Носовичи тогда принадлежали Яну Гижицкоиу, скарбниковичу речицкому, а Уть входила в состав гомельского староства.
В 1734 году у престарелого В. Хорошкевича «паробок» украл 90 талеров битых и ушел. Хорошкевичу удалось его поймать, но гоноровый «скарбникович», узнав о поимке вора «гвалтом» отбил его от Хорошкевича и обыскав паробка, взял себе украденныя им «пенензы».
Спустя несколько времени, у того же старина «пропало из скрыни 15 рублев». Имея подозрение на служащую девку, Хорошкевич велел ее «немного пострашить»
Узнав об этом, Гижицкий велел взять ту девку «до двора», надеясь тоже найти при ней украденныя деньги. Но девка в краже не созналась, и денег не отдала. Тем не менее разочарованный культурный поляк нашелся: он придрался к тому, что священник велел девку пострашить без его воли и взял с него «вины» еще 15 рублев.
Наконец , пан заграбил у хорошкевича и коня: но по усиленным проосьбам старика оказал ему милость и возвратил коня, увзяв с него «выкупу» 17 рублей.
В конце концов Гижицкий совсем отнял церковь на унию, конечно – взяв себе все ея имущество.
Нечто подобное случилось и с сыном Василия, утянским священником Афанасием. В 1738 году у него тоже пропали деньги. По донесению известного протопопа
Стефана Цитовича, от 22 февраля 1746 г., деньги были взяты в шутку гомельским поповичем Яном Трусевичем, бывшим в гостях у Афанасия. Но Хорошкевич обвинил в краже свою служанку и подверг , будто бы, ее пыткам: бил кончуком, мучил, пек огнем, ставил босыми ногами на горячую сковороду и т.п.
По поводу этого запоздалого донесения , 8 марта того же года было произведено следствие буйницким игуменом Викентием Барановским и иереем Михаилом Царикевичем. Бывшая служанка, уже бывшая замужем, Марья Могонова, при допросе показала под присягою, что Хорошкевич действительно ее спрашивал о пропавших деньгах и бил кончуком, но никак более ее не мучил, не пек огнем, и на раскаленную сковороду босыми ногами не ставил.
Соседи тоже показали, что они хорошо знают семью Хорошкевичей и утверждают, что и покойный Василий и сын его Афанасий – люди добрые, честные, степенные; слышали они о пропаже денег у Хорошкевича и о том, что бил девку кончуком, но утверждают , что никаким другим мучениям не он ее подвергал.

§ Суть задания
Дословно повторите фрагмент текста о священниках Хорошкевичах от «В 1734 году» до «еще 15 рублев.».

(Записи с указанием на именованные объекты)
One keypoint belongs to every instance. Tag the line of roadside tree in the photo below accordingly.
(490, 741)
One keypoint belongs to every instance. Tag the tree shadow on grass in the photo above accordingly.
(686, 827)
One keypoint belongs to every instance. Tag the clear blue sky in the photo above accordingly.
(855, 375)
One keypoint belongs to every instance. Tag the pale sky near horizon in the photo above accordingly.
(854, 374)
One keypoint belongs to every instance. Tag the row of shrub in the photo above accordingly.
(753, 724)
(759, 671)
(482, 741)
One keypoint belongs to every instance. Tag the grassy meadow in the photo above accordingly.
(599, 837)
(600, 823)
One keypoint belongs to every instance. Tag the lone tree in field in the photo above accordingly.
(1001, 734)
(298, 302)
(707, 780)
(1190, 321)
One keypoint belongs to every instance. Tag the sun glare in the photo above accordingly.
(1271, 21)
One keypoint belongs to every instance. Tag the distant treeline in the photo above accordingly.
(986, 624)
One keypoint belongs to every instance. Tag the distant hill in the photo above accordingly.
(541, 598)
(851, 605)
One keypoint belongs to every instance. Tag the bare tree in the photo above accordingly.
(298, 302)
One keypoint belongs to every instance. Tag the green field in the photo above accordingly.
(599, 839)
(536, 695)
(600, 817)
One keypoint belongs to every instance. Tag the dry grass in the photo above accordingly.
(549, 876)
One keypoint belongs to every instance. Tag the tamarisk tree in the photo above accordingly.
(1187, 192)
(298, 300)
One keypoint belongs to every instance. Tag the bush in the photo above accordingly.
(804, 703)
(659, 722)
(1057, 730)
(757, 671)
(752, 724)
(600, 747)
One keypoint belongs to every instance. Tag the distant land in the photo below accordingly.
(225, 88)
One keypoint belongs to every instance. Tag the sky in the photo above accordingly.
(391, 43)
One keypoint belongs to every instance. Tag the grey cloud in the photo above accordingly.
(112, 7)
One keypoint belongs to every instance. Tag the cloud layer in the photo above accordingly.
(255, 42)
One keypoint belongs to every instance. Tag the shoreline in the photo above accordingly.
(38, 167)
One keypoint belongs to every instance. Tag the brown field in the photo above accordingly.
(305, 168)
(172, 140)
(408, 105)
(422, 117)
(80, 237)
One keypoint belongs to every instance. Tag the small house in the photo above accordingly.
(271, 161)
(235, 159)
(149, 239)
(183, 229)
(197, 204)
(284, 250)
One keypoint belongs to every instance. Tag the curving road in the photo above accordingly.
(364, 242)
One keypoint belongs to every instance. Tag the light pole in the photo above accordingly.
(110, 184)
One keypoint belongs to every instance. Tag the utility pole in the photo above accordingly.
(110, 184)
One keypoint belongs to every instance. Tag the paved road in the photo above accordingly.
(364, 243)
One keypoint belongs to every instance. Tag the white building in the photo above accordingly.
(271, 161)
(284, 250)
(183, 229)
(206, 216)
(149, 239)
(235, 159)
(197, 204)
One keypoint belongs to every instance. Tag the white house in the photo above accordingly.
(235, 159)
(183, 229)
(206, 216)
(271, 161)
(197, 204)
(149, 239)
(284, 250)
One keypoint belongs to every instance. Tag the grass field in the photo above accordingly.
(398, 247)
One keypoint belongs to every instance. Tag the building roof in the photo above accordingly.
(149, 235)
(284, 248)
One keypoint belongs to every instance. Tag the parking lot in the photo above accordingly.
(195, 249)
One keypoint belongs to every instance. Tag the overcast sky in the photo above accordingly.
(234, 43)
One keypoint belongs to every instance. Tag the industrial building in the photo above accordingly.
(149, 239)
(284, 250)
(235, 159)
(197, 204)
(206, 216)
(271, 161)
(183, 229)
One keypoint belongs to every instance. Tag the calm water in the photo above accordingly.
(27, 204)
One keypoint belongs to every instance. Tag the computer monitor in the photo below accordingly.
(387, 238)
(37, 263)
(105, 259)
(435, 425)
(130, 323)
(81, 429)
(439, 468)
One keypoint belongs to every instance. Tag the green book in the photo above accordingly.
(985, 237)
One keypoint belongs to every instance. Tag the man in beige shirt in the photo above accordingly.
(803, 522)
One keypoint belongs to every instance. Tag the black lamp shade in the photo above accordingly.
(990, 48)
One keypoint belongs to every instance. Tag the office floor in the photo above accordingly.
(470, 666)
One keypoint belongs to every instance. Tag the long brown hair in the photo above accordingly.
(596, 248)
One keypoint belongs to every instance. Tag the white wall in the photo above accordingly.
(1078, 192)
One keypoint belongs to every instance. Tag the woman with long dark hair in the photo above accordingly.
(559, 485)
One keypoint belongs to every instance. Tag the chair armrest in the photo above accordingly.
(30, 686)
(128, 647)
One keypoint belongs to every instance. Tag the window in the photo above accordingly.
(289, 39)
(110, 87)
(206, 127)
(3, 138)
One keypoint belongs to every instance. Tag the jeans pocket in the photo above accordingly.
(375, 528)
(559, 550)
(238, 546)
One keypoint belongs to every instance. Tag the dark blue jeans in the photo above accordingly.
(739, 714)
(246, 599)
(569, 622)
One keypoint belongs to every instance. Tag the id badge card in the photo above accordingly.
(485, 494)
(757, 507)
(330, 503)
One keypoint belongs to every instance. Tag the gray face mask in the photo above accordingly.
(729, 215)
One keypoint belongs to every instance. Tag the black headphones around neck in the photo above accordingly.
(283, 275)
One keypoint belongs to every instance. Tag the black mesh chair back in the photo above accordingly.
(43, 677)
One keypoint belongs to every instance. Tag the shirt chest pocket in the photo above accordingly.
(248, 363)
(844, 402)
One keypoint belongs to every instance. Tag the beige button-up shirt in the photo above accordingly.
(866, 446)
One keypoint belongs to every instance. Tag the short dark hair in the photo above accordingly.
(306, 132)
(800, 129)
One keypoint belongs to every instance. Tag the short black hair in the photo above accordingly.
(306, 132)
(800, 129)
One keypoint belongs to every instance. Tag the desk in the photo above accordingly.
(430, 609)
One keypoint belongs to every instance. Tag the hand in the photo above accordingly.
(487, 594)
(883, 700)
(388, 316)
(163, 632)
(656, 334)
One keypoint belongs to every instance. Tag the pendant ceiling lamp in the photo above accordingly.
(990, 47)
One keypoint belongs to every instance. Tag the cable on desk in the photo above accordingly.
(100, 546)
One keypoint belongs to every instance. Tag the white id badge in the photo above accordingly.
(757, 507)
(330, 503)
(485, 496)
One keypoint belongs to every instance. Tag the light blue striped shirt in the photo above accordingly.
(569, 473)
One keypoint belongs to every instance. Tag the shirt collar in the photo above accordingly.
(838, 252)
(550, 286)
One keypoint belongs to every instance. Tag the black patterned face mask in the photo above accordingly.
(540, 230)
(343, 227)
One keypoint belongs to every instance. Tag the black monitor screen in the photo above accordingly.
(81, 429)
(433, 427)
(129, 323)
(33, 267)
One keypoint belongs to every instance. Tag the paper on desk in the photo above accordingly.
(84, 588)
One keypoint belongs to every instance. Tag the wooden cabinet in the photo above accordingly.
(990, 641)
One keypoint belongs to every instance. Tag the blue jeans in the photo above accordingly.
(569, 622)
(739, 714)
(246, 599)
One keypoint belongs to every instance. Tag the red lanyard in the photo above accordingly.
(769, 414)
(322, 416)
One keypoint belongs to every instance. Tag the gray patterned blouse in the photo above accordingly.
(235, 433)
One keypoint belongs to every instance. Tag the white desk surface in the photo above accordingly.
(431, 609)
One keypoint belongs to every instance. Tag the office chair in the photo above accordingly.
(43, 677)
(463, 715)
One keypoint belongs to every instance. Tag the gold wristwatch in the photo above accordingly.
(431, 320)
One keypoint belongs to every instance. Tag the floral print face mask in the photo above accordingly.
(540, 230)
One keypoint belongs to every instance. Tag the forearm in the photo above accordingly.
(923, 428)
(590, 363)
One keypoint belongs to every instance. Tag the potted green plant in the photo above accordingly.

§ Правильный ответ
В 1734 году у престарелого В. Хорошкевича «паробок» украл 90 талеров битых и ушел. Хорошкевичу удалось его поймать, но гоноровый «скарбникович», узнав о поимке вора «гвалтом» отбил его от Хорошкевича и обыскав паробка, взял себе украденныя им «пенензы».
Спустя несколько времени, у того же старина «пропало из скрыни 15 рублев». Имея подозрение на служащую девку, Хорошкевич велел ее «немного пострашить»
Узнав об этом, Гижицкий велел взять ту девку «до двора», надеясь тоже найти при ней украденныя деньги. Но девка в краже не созналась, и денег не отдала. Тем не менее разочарованный культурный поляк нашелся: он придрался к тому, что священник велел девку пострашить без его воли и взял с него «вины» еще 15 рублев.